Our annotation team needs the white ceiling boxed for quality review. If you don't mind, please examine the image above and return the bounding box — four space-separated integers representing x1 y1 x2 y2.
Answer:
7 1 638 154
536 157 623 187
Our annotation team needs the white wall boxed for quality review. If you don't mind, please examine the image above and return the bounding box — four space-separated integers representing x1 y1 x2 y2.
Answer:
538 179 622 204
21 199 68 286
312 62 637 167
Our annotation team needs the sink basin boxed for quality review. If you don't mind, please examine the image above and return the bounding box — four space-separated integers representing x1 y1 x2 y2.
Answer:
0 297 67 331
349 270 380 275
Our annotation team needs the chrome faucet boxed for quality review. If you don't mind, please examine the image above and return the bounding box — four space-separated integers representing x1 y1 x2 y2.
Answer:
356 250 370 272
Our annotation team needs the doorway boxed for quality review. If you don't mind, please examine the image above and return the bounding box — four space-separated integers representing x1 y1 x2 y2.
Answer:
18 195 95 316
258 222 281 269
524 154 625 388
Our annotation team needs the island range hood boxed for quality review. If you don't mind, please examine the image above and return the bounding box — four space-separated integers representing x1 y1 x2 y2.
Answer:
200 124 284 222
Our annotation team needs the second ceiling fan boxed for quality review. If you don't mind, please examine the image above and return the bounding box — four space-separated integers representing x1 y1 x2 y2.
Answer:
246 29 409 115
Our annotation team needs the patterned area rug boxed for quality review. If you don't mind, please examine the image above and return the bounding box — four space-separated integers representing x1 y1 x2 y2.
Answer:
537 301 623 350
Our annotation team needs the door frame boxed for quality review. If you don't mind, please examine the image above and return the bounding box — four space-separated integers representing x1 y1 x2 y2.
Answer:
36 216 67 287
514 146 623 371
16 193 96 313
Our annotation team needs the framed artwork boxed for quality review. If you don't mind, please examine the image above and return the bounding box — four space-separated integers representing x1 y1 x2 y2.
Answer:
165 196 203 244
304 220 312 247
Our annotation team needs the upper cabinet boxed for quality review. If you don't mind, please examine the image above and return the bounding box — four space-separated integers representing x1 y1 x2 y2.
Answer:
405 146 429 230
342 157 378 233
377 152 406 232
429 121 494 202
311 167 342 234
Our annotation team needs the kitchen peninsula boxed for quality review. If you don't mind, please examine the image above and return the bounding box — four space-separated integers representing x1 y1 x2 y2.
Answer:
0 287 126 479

****************************************

What you should do:
When the word "white" appears in a line of the listing, copy that line.

Expected output:
Our annotation team needs the white ceiling boxed for quality review. If you don't mind, please examine the image above and return the bounding box — four space-separated integers representing x1 y1 x2 y2.
Our annotation team needs the white wall boxed for quality review. If you don't mind, please examine the image above and return the bounding box — four space-separated integers representing x1 y1 x2 y2.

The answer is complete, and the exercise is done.